Task description> Reproduce each of the following records verbatim, line by line.
┌─ Data excerpts
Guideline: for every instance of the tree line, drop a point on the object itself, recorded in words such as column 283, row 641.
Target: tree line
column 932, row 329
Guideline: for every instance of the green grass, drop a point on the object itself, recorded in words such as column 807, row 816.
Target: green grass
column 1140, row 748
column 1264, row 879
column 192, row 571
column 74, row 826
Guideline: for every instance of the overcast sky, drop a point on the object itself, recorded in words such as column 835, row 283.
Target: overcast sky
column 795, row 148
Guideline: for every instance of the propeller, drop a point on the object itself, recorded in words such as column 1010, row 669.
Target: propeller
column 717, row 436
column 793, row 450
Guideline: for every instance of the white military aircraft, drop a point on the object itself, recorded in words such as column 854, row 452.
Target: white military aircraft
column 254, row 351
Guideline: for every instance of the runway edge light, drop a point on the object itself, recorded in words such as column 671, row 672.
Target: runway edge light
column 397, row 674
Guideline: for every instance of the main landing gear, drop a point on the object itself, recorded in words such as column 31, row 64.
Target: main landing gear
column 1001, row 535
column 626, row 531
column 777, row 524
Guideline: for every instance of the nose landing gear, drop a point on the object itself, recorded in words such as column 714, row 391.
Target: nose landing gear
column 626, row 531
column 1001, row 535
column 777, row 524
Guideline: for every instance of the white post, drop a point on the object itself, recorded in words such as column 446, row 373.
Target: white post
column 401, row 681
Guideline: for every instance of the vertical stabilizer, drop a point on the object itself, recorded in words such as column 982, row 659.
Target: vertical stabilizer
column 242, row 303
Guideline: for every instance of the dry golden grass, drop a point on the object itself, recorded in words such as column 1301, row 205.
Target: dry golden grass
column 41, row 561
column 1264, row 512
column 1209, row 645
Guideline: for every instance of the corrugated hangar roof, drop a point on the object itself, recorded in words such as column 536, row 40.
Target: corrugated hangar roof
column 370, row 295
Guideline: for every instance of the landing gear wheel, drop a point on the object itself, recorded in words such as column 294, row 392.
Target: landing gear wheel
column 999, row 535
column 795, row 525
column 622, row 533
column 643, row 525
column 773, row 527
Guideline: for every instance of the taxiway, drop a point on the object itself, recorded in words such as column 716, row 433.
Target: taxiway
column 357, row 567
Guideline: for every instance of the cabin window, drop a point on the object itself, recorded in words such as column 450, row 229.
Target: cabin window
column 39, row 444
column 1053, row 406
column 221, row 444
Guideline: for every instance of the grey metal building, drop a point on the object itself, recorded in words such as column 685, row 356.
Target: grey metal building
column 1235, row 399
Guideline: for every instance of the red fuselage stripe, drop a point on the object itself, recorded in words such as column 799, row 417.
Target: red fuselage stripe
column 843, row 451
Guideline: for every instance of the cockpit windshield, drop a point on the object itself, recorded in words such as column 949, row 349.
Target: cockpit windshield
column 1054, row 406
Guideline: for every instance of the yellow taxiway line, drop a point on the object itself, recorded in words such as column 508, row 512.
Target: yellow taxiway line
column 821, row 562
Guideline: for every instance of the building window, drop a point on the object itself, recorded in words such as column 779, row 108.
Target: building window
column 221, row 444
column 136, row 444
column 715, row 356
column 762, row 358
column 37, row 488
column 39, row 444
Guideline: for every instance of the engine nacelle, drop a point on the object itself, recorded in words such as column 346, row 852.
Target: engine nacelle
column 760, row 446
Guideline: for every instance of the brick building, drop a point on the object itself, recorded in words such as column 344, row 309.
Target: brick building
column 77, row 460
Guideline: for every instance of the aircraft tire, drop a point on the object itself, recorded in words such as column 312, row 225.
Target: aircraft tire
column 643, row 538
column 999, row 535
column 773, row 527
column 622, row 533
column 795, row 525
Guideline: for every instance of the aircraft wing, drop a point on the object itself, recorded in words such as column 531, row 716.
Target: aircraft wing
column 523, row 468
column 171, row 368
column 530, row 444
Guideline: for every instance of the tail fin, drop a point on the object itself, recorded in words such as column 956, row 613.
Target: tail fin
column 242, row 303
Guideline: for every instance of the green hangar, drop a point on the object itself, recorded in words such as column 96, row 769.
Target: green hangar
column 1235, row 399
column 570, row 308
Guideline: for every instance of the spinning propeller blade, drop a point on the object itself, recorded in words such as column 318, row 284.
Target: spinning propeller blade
└─
Solved exercise>
Guideline: for every instance of the tree line, drop a point on the object itself, recorded in words such as column 283, row 641.
Target: tree line
column 932, row 329
Guideline: for every instance of the green grass, drop a point on the object itself, recorded in words such as column 807, row 816.
Target: green grass
column 1140, row 748
column 1264, row 879
column 192, row 571
column 74, row 826
Guideline: for every instance of the overcast sky, drop a point on the object itself, recorded in words such as column 835, row 283.
Target: overcast sky
column 795, row 148
Guideline: for every instance of the propeller, drop a point on the object itself, recorded in words such as column 1010, row 669.
Target: propeller
column 717, row 436
column 793, row 450
Guideline: for every instance of the white military aircraft, drop a point on the object itself, recorded in words such as column 854, row 452.
Target: white military aircraft
column 254, row 351
Guideline: for every instance of the runway edge light, drop a point on the object itself, recorded in words such as column 671, row 672.
Target: runway edge light
column 397, row 674
Guideline: for every instance of the main landing gear, drop a point on the object itself, recorded in words such as column 31, row 64.
Target: main landing gear
column 1001, row 535
column 626, row 531
column 777, row 524
Guideline: for every instance of the nose landing gear, drop a point on the object itself, recorded in words such as column 714, row 391.
Target: nose landing gear
column 626, row 531
column 1001, row 535
column 777, row 524
Guideline: for every instance of the white post, drop a point on the object itself, recorded in words such as column 446, row 373.
Target: white post
column 401, row 681
Guideline: for every instance of the vertical stabilizer, drop a point on the object itself, recorded in words such as column 982, row 659.
Target: vertical stabilizer
column 242, row 303
Guideline: for every instance of the dry golden grass, drop a point on the object itself, recorded in words such as column 1301, row 205.
Target: dry golden grass
column 41, row 561
column 1264, row 512
column 1209, row 645
Guideline: for every instance of the corrugated hangar roof, drop a point on the object itself, recorded in words such as column 536, row 40.
Target: corrugated hangar roof
column 370, row 295
Guideline: for every instance of the landing gear wheel, drop a point on the object itself, recorded in words such as column 294, row 392.
Target: landing gear wheel
column 999, row 535
column 795, row 525
column 622, row 533
column 643, row 525
column 773, row 527
Guideline: for every instance of the taxiway, drop a point on the object itself, recorded in words such as column 716, row 433.
Target: taxiway
column 357, row 567
Guideline: for every instance of the cabin window, drop a point on the object itself, recorded in words such as column 450, row 229.
Target: cabin window
column 39, row 444
column 1053, row 406
column 221, row 444
Guideline: for every instance of the grey metal building, drop a point on the object itself, recorded in words such as column 685, row 356.
Target: grey metal building
column 1235, row 399
Guideline: for every instance of the red fuselage stripe, drop a point on the object itself, recorded in words such as column 799, row 417.
Target: red fuselage stripe
column 843, row 451
Guideline: for every instance of the cockpit windshield, drop a point on the object itself, recorded in words such as column 949, row 349.
Target: cockpit windshield
column 1054, row 406
Guideline: for every instance of the yellow taxiway line, drop a point on the object itself, recorded in words such as column 508, row 512.
Target: yellow taxiway line
column 821, row 562
Guideline: for every instance of the building window, drop a point on the object itself, recorded in words such as column 779, row 108.
Target: building window
column 221, row 444
column 136, row 444
column 715, row 356
column 762, row 358
column 37, row 488
column 39, row 444
Guideline: for every instance of the engine nacelle, drop a point on the object itself, recorded in words such as column 346, row 852.
Target: engine nacelle
column 760, row 446
Guideline: for every instance of the brick building, drop a point on the object itself, recorded in words such as column 344, row 309.
Target: brick building
column 77, row 460
Guideline: for every instance of the aircraft tire, drop a point on the object itself, recorded in words such as column 312, row 225.
Target: aircraft tire
column 643, row 538
column 999, row 535
column 773, row 527
column 622, row 533
column 795, row 525
Guideline: for every instance of the aircraft wing, drop a point on the object itself, recorded in words such as column 531, row 716.
Target: aircraft wing
column 523, row 468
column 171, row 368
column 530, row 444
Guideline: for every instance of the tail fin, drop a point on the object itself, recorded in words such as column 956, row 613.
Target: tail fin
column 242, row 303
Guideline: for every instance of the green hangar, drop a point on the object itself, recorded in words such as column 96, row 769.
Target: green hangar
column 1235, row 399
column 570, row 308
Guideline: for every instance of the spinning propeller blade, drop a point on the object itself, recorded in words such as column 318, row 284.
Target: spinning propeller blade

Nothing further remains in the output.